**Provided material:**
----------------
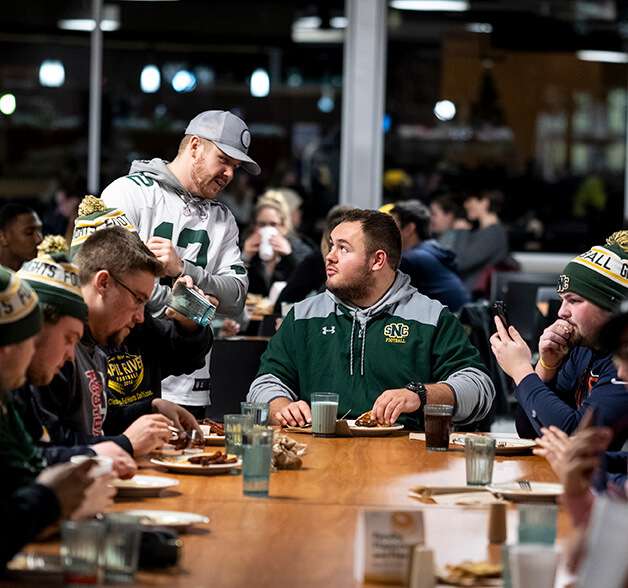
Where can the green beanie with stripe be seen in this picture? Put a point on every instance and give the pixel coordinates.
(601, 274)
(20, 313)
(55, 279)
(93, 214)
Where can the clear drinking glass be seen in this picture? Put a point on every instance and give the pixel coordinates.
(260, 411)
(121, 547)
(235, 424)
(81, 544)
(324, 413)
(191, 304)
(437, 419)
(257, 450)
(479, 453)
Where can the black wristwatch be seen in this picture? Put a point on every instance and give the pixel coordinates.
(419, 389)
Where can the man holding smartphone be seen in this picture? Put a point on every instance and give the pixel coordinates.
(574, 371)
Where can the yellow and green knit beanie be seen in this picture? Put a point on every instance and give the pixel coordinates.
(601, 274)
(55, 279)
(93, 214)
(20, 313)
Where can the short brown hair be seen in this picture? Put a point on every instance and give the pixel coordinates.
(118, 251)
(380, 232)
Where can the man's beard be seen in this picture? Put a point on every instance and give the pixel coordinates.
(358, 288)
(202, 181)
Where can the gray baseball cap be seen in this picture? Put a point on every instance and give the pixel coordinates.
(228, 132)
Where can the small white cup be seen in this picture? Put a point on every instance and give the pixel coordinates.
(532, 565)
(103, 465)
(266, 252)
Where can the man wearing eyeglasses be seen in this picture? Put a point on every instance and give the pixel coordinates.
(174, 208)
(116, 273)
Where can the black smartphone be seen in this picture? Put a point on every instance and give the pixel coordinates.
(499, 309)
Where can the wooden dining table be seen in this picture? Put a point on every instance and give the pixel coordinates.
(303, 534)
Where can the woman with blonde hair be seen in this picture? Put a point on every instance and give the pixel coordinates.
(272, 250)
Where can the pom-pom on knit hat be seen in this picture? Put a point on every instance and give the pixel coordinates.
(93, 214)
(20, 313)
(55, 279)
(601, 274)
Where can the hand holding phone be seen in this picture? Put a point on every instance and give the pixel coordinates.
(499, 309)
----------------
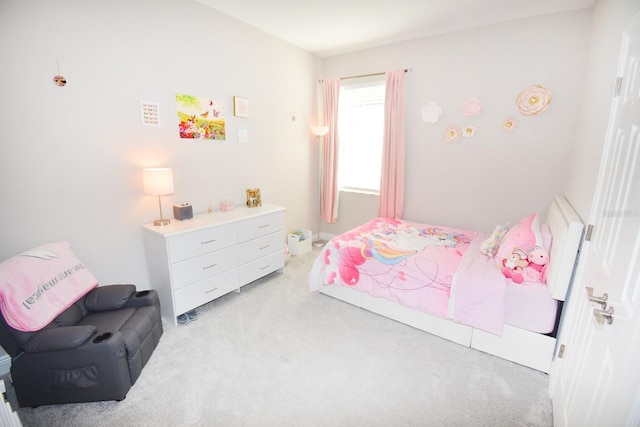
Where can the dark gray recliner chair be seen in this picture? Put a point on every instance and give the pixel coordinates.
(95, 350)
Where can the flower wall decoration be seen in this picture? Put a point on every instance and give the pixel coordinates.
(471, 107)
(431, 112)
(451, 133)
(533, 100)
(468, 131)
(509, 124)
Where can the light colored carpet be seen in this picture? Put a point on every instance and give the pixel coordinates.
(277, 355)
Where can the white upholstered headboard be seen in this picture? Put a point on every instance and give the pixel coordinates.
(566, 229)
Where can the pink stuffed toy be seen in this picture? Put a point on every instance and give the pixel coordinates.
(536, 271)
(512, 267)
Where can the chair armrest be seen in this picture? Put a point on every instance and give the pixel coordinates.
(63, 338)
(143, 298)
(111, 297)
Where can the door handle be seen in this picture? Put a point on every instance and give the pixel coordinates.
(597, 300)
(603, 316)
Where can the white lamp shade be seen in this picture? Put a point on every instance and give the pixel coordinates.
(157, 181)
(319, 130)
----------------
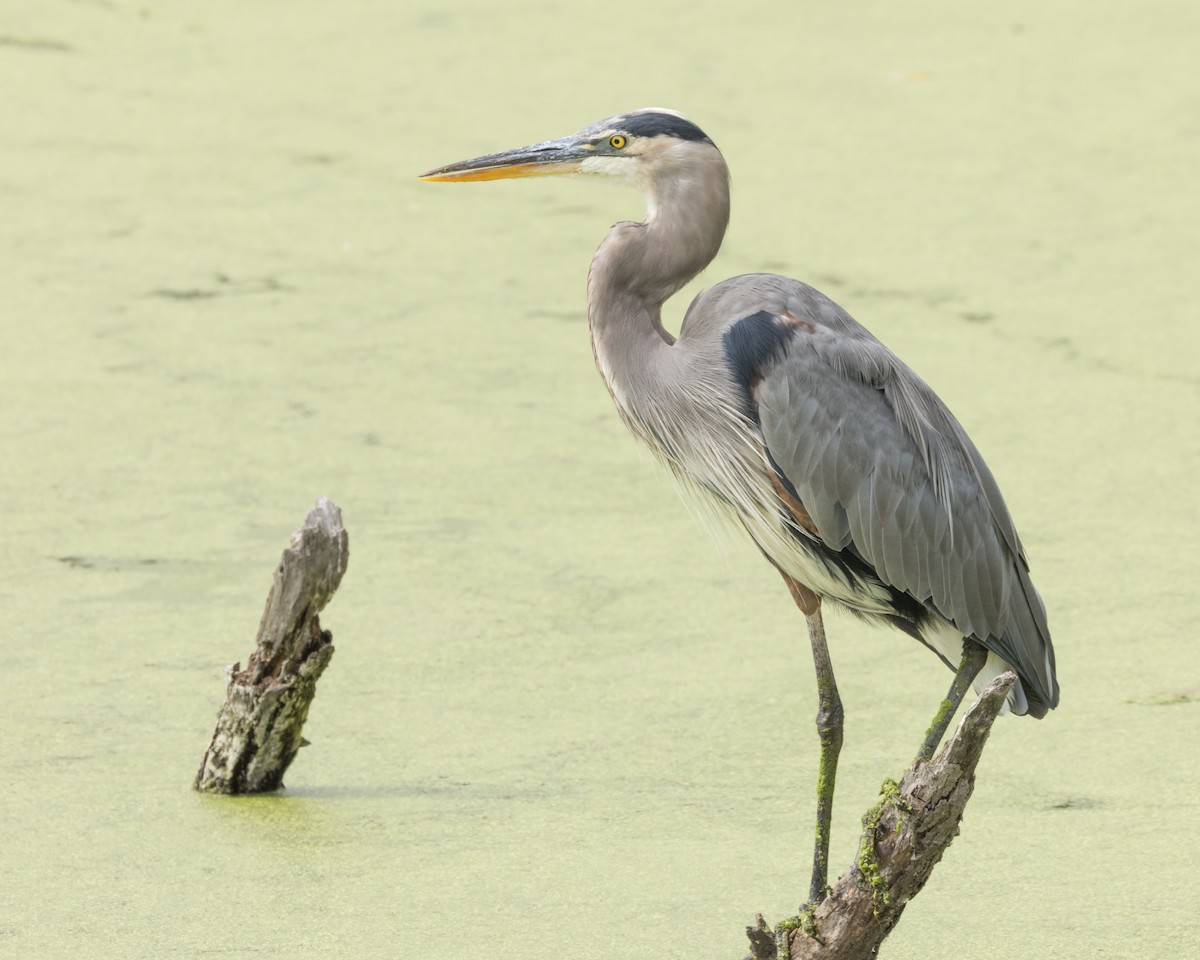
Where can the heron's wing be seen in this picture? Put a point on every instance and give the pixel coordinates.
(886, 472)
----------------
Count the lines in the rows above that contain the word "chair". Reply with the number only.

**Exercise response:** 2